### TO-DO LIST
a: In the post about leaving on an overnight trip, which child minds having his picture taken?
b: Output the passage of the post about leaving on an overnight trip from "It's a good" up to and including "case.  Wallet-check!  Happy-check!)".

In Less Than Thirty Hours

Mid-afternoon, Sunday:  stuff packed in car; kids packed in car.  I think we might leave soon.

Michaela's ready, and she doesn't mind me taking her picture.

Christian is ready (six hours ago!), and he does mind me taking his picture.

Eliana doesn't really know we're leaving on an overnight trip, she's just glad we're all together.  She also doesn't mind me taking her picture.

It's a good thing, since if she asked me to stop I might cry.  Look, she's just a picture waiting to happen.

Mike gets his stuff loaded in the front, so he can do some work while I'm driving.

(My timing needs to get better; he was smiling just before and after this picture.  In the photo he looks as though he were searching for his wallet and none too happy not to be able to find it.  I'm here to tell you, that isn't the case.  Wallet-check!  Happy-check!)

Let's get on the road!

Um, where did she go?

I'm beginning to think that we are, in fact, not going to leave after all...

### INFORMATION SHOWN
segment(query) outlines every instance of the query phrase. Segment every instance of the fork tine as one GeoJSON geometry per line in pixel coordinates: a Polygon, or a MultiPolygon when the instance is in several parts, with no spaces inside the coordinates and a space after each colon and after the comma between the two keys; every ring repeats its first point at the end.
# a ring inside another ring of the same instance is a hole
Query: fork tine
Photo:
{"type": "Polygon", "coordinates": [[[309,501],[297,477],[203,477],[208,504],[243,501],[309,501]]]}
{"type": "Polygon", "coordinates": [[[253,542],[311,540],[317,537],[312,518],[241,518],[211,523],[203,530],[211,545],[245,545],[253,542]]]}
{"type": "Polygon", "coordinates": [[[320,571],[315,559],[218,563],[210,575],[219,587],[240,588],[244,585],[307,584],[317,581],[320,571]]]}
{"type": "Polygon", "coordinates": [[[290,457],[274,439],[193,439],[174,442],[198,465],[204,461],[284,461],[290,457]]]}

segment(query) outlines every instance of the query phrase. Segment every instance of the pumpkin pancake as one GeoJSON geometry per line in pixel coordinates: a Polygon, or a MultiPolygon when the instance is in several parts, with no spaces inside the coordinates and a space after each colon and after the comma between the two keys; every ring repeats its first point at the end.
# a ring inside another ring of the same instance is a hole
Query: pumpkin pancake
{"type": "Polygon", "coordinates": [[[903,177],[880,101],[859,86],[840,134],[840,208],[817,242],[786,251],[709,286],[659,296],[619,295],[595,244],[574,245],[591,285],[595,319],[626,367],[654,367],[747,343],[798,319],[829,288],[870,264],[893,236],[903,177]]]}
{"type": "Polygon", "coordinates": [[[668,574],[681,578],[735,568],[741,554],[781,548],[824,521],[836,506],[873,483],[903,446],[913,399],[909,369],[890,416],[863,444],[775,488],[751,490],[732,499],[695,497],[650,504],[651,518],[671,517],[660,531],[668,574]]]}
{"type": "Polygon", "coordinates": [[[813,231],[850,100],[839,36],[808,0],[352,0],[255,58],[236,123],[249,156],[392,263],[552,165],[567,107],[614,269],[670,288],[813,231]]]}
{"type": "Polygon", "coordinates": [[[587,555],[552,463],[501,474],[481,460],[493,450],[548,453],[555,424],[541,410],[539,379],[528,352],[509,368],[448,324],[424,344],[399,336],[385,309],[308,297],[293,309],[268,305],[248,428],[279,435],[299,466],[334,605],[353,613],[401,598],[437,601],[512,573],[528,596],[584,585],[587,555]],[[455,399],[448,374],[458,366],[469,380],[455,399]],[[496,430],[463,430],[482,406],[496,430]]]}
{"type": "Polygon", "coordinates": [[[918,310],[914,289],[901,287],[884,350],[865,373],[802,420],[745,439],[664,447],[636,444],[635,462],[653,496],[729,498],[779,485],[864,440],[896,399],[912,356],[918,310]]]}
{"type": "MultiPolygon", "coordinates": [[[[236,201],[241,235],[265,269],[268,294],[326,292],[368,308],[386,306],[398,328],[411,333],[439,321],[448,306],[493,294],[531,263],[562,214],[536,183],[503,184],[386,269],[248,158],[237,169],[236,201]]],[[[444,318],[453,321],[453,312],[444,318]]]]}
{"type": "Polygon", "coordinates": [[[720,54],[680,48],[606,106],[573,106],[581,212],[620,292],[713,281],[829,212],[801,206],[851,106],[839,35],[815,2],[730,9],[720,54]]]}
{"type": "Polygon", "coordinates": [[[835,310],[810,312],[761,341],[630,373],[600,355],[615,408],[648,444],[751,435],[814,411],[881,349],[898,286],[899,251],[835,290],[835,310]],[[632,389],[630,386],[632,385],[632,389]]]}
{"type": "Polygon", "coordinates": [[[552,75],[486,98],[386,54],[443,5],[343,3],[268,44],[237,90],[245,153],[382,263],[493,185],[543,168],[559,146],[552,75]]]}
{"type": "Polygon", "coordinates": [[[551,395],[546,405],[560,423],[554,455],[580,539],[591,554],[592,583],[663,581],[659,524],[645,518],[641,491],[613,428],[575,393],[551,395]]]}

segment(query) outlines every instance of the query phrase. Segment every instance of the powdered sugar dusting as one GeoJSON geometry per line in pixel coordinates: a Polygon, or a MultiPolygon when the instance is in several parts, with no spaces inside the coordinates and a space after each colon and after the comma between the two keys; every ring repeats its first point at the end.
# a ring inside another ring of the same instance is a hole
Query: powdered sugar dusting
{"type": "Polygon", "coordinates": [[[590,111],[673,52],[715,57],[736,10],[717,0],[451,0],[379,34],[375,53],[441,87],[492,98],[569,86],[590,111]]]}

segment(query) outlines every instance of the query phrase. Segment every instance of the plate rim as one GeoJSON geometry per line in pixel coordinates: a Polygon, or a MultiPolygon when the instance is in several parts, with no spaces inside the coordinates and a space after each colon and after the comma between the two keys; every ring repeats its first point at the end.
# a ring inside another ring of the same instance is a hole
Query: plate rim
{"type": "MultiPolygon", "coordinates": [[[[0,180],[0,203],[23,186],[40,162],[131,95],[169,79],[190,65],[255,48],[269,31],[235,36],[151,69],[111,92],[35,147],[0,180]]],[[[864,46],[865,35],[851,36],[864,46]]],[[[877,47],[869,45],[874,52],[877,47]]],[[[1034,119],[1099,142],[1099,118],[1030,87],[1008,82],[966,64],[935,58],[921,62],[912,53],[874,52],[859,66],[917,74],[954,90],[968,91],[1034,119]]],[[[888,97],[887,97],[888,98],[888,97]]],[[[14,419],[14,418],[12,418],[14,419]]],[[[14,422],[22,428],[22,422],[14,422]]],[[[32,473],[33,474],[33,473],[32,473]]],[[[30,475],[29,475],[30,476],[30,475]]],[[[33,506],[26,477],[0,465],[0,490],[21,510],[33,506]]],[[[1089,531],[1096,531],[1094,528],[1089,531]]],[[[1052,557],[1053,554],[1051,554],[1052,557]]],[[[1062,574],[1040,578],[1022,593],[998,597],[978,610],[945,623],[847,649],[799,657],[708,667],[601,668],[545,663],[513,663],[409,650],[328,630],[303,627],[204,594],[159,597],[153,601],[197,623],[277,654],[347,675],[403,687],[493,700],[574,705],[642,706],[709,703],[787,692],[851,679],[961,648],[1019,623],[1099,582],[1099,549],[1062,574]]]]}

### SOLUTIONS TO THE PROBLEMS
a: Christian

b:
It's a good thing, since if she asked me to stop I might cry.  Look, she's just a picture waiting to happen.

Mike gets his stuff loaded in the front, so he can do some work while I'm driving.

(My timing needs to get better; he was smiling just before and after this picture.  In the photo he looks as though he were searching for his wallet and none too happy not to be able to find it.  I'm here to tell you, that isn't the case.  Wallet-check!  Happy-check!)